[The exercise]: Could you output as a numbered list the lines from the start of the items up to and including the line containing "183), (39, 183)]]", skipping blank lines and leaving out the pictures?

[Data extract]:
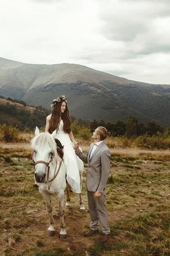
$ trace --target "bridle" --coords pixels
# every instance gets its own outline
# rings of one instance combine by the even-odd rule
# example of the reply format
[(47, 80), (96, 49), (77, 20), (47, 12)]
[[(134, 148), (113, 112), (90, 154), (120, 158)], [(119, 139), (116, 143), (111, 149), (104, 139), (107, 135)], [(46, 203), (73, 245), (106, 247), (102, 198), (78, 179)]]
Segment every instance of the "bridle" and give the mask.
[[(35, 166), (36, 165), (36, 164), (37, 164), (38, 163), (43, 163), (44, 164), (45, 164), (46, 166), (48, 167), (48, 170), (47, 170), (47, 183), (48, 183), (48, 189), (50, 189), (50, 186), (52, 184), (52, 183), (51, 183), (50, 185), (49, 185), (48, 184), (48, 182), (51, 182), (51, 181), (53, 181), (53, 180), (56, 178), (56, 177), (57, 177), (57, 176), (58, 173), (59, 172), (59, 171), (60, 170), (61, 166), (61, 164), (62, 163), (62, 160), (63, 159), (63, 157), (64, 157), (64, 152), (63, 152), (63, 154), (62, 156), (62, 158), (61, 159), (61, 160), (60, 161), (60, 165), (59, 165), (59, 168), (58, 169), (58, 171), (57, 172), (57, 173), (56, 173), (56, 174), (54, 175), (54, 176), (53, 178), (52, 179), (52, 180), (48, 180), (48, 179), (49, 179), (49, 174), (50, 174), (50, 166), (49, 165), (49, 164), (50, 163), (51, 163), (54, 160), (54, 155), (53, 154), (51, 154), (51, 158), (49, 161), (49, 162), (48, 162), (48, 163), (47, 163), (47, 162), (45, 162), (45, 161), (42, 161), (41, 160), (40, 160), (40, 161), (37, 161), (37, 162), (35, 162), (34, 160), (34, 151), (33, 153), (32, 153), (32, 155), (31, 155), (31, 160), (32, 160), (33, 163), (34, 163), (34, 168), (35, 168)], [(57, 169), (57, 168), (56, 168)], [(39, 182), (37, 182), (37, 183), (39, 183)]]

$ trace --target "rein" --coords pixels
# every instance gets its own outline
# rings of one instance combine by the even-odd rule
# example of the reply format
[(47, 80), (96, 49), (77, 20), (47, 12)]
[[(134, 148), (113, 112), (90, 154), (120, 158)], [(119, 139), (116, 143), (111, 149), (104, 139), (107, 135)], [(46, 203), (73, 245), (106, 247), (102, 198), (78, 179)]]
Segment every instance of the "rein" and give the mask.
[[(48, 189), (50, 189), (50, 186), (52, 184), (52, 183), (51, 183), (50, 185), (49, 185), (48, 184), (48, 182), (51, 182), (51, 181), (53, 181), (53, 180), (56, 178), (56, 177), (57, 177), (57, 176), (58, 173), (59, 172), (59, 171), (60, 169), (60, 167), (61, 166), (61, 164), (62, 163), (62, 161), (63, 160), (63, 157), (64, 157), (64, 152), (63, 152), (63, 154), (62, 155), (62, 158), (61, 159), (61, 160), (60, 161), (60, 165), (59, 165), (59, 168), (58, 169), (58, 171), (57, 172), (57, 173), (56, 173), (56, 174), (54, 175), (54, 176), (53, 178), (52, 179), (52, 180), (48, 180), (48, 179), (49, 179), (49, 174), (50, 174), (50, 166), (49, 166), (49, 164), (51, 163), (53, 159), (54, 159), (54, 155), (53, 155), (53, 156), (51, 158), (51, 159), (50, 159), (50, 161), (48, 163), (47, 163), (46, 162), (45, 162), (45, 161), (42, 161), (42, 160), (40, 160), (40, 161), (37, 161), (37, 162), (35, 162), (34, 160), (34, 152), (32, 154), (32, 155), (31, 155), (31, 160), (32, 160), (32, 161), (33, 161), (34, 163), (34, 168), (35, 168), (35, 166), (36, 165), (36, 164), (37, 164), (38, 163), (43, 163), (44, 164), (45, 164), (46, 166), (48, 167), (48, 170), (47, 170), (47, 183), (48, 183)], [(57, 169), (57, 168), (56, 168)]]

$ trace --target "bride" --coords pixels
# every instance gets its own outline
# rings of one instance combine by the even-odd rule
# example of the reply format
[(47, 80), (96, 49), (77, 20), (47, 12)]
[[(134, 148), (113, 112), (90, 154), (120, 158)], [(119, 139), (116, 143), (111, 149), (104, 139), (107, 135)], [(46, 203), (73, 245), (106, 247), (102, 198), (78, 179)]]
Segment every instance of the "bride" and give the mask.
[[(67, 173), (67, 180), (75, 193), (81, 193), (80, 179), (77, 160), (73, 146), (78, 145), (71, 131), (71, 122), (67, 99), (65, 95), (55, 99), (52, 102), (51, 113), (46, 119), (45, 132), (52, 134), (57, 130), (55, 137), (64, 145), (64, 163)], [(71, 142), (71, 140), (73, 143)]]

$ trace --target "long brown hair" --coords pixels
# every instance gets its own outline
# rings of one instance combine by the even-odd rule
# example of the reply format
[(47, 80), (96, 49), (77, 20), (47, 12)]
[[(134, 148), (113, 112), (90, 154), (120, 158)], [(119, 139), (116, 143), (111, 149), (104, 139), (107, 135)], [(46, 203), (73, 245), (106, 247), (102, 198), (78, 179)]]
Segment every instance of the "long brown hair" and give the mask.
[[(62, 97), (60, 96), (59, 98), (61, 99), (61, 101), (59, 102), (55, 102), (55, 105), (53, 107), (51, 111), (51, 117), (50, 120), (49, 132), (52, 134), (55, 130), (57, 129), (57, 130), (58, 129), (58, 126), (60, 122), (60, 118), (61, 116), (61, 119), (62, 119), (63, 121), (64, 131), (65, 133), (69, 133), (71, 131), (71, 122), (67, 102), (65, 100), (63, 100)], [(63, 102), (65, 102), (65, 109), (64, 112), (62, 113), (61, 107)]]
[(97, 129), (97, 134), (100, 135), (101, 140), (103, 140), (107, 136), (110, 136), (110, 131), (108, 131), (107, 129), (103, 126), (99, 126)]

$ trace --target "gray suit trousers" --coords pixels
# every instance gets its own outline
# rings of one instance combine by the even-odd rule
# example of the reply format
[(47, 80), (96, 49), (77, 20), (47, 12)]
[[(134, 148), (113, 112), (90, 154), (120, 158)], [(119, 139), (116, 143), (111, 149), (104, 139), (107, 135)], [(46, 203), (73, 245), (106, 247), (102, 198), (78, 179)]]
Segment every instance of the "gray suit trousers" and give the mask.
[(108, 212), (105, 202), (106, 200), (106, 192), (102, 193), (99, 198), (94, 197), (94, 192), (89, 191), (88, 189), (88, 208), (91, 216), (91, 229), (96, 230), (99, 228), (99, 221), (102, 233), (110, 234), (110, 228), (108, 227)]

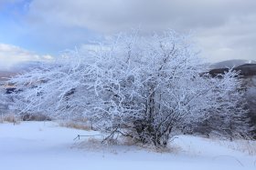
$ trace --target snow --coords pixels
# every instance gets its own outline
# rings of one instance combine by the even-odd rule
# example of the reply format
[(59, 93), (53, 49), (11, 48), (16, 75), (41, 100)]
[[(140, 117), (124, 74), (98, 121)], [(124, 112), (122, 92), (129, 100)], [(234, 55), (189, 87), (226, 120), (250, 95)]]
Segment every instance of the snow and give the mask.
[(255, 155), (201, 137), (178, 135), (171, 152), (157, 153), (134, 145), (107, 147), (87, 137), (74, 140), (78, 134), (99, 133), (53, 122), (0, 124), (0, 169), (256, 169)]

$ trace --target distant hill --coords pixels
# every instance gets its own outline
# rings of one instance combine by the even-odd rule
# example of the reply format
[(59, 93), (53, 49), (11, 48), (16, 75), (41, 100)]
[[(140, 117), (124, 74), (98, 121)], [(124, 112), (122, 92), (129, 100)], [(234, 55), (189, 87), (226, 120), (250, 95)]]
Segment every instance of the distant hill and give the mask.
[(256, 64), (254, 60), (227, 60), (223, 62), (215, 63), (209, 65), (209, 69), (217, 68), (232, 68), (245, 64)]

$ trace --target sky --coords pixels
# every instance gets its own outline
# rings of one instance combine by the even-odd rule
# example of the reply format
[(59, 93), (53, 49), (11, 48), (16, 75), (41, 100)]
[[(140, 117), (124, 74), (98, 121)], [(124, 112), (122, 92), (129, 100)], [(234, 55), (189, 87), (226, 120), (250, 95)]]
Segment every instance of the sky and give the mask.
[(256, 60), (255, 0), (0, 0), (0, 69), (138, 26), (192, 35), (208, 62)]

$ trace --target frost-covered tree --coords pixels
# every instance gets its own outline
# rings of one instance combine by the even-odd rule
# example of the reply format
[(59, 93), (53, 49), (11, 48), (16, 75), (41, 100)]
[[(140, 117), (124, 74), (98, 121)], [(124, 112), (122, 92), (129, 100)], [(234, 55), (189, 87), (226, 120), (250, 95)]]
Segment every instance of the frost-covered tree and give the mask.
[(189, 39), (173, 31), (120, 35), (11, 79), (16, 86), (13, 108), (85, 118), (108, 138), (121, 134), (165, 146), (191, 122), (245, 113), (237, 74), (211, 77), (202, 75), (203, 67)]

[Solution for this problem]:
1. $ trace --target "bridle" --coords pixels
2. # every instance gets its own outline
3. # rings of one instance combine by the even-odd rule
4. # example of the reply format
5. [(47, 80), (96, 49), (77, 20), (47, 12)]
6. [[(134, 148), (113, 112), (90, 154), (120, 158)], [(119, 139), (116, 143), (111, 149), (104, 139), (107, 135)], [(46, 203), (73, 245), (106, 247), (102, 198), (78, 179)]]
7. Segment every instance of the "bridle" and give the mask.
8. [[(35, 166), (36, 165), (36, 164), (37, 164), (38, 163), (43, 163), (44, 164), (45, 164), (46, 166), (48, 167), (48, 170), (47, 170), (47, 183), (48, 183), (48, 189), (50, 189), (50, 186), (52, 184), (52, 183), (51, 183), (50, 185), (49, 185), (48, 184), (48, 182), (51, 182), (51, 181), (53, 181), (53, 180), (56, 178), (56, 177), (57, 177), (57, 176), (58, 173), (59, 172), (59, 171), (60, 170), (61, 166), (61, 164), (62, 163), (62, 160), (63, 159), (63, 157), (64, 157), (64, 152), (63, 152), (63, 154), (62, 156), (62, 158), (61, 159), (61, 160), (60, 161), (60, 165), (59, 165), (59, 168), (58, 169), (58, 171), (57, 172), (57, 173), (56, 173), (56, 174), (54, 175), (54, 176), (53, 178), (52, 179), (52, 180), (48, 180), (48, 179), (49, 179), (49, 174), (50, 174), (50, 166), (49, 165), (49, 164), (50, 163), (51, 163), (54, 160), (54, 155), (53, 154), (51, 154), (51, 158), (49, 161), (49, 162), (48, 162), (48, 163), (47, 163), (47, 162), (45, 162), (45, 161), (42, 161), (41, 160), (40, 160), (40, 161), (37, 161), (37, 162), (35, 162), (34, 160), (34, 151), (33, 153), (32, 153), (32, 155), (31, 155), (31, 160), (32, 160), (33, 163), (34, 163), (34, 168), (35, 168)], [(57, 169), (57, 168), (56, 168)], [(39, 182), (37, 182), (37, 183), (39, 183)]]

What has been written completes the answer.